-- TASKS TO CARRY OUT --
1) In the forum thread about Iams Probiotic Puppy, why couldn't the first poster keep the pup on the food it had with its breeder?
2) Summarize the forum thread about Iams Probiotic Puppy in two sentences.
3) Write the next post in the forum thread about Iams Probiotic Puppy, following the last reply.

-- SELECTED TEXT --
# Anyone have experience w/Iams Probiotic Puppy?



## doggal (Jan 29, 2010)

I was unable to keep my pup on the food she had w/her breeder because it's not available in my area. The breeder recommended Iams Probiotic because she has fed that and has had good results. My vet thought it was a good choice as well.
However, after the transition this girl has been bloating up. Not super distended but her belly definitely harder and larger than normal. I also notice her temp is up slightly at times and she's been panting a bit and a little uncomfortable. The next morning she's always back to normal. She's been recently vet checked so don't think it's something else.


----------



## onyx'girl (May 18, 2007)

I wouldn't feed this food. Vets do not have the knowledge of nutrition that we would hope. There are many better foods out there with many threads here on the forum to get good information. I feed raw, but if I were to feed a kibble to my pup I would go with Wellness super5mix large breed puppy which can be found most everywhere(not grocery stores of course). Or I would go with Orjen, but that can be harder to find.

(Excerpts from point annotation data)
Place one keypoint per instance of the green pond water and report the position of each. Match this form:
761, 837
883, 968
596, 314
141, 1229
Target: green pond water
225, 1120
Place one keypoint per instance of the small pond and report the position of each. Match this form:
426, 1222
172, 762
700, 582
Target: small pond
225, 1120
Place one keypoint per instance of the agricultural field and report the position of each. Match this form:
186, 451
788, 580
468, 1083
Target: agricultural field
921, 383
* * *
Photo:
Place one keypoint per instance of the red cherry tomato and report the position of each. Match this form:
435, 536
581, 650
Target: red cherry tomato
--
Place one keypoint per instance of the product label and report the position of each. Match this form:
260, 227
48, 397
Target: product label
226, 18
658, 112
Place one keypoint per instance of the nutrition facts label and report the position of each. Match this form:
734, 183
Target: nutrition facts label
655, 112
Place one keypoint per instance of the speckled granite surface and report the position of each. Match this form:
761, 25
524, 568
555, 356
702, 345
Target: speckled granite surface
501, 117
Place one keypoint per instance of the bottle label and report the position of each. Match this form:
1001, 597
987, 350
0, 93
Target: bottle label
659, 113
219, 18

-- SOLVED PROBLEMS --
1) That food isn't available in the poster's area.

2) A poster who switched a puppy to Iams Probiotic on the breeder's and vet's recommendation reports that since the change she has been bloating, panting, and running a slightly raised temperature at times, though she is always back to normal the next morning. A reply advises against the food, says vets lack the nutrition knowledge one would hope for, and names Wellness super5mix large breed puppy or Orjen as better choices.

3)
The ingredients of the Iams proactive puppy:
Chicken, Chicken By-Product Meal, Corn Meal, Ground Whole Grain Sorghum, Corn Grits, Brewers Rice, Chicken Flavor, Dried Beet Pulp, Fish Meal, Fish Oil (preserved with mixed Tocopherols, a source of Vitamin E), Dried Egg Product, Chicken Fat (preserved with mixed Tocopherols, a source of Vitamin E)Brewers Dried Yeast, Potassium Chloride, Salt, Caramel, Choline Chloride, Calcium Carbonate, Fructooligosaccharides, Minerals (Ferrous Sulfate, Zinc Oxide, Manganese Sulfate, Copper Sulfate, Manganous Oxide, Potassium Iodide, Cobalt Carbonate), Vitamins (Vitamin E Supplement, Ascorbic Acid, Vitamin A Acetate, Calcium Pantothenate, Biotin, Thiamine Mononitrate (source of vitamin B1), Vitamin B12 Supplement, Niacin, Riboflavin Supplement (source of vitamin B2), Inositol, Pyridoxine Hydrochloride (source of vitamin B6), Vitamin D3 Supplement, Folic Acid), DL-Methionine, L-Lysine Monohydrochloride, Rosemary Extract.


----------



## srfd44-2 (May 20, 2004)

Try Natural Balance or Wellness. Please stay away from "supermarket" dog foods. They may be cheap and the reason being is that they were made cheap. This board will help you find the right food for you.


----------



## heather122 (Nov 6, 2009)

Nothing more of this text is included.